Your goal:
Rewrite the records below as a two-column CSV with the columns request and answer, one row per request. Put each request's text and its answer in a single quoted field each with line breaks turned into spaces, cover every record, and leave the pictures out.
── Exercise inputs
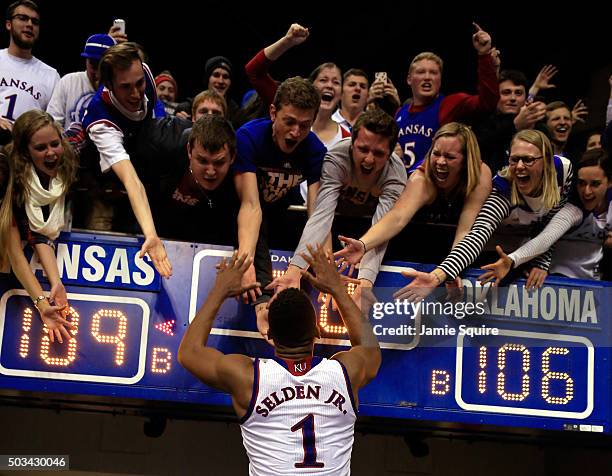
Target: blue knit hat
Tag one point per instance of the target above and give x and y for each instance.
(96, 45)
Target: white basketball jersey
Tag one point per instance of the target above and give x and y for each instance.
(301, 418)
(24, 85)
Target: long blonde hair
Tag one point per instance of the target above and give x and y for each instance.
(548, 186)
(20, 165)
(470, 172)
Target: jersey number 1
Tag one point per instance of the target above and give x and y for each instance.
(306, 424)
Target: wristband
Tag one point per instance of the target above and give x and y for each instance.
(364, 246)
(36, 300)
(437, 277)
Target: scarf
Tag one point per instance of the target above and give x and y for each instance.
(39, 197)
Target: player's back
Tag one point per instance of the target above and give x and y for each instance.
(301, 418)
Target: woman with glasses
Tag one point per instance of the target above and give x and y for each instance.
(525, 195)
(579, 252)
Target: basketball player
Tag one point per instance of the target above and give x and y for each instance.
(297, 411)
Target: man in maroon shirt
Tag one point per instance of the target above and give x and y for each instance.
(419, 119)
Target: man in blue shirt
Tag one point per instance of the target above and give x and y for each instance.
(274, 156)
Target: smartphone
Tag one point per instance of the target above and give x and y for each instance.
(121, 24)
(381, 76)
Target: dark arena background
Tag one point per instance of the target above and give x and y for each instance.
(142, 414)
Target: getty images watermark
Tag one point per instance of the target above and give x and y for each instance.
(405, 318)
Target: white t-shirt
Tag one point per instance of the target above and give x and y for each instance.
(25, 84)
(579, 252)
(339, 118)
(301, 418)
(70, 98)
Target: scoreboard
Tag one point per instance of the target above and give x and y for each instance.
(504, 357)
────
Response to the exercise:
request,answer
"Target: blue knit hat Tag one point per instance of the target above and give x and y for each instance.","(96, 45)"
"Target: white basketball jersey Tag one point per instance of the target above and give x and y for each instance.","(301, 418) (24, 85)"
"Target: long blonde hair Tag one point per instance of the target above and give x and y for each instance.","(548, 186) (20, 165) (470, 172)"
"Target: jersey number 1 Tag one point per instance of the target above and give x and y for each instance.","(306, 424)"
"Target: wristband Tag one point per instance of the target above and give x and y for each instance.","(364, 246) (36, 300) (437, 277)"
"Target: scarf Tag one point per instance of the target above and give x and y for each instance.","(39, 197)"
"Target: player's back Tag one point per instance of the target above and give x and y for each instance.","(301, 418)"
"Target: woman with glasses Tag one point per instance of the target above and give x and y for each instance.","(525, 195) (579, 252)"
"Target: basketball player Tag one point per instance of the target above and give x and y for each instance.","(297, 411)"
"Target: man in maroon shirt Tag one point per instance of the target above and give x and y for each instance.","(419, 119)"
"Target: man in blue shirt Tag one point per instance of the target above and give x and y for each instance.","(274, 156)"
"Target: smartphone Tag one point per instance of the target above and give x and y for each instance.","(121, 24) (381, 76)"
"Target: dark arena background Tag one point per instance of the target above and give x and y for each instance.","(142, 414)"
"Target: getty images watermark Tag one point per instance of the target above and give x and y for each instance.","(405, 318)"
"Target: white t-shirt Tag one point per instance of the target above and give x and y for each instance.","(25, 84) (579, 252) (339, 118) (301, 418) (70, 98)"
"Target: scoreboard Tag one point per instance of the target above and give x and y for each instance.","(504, 357)"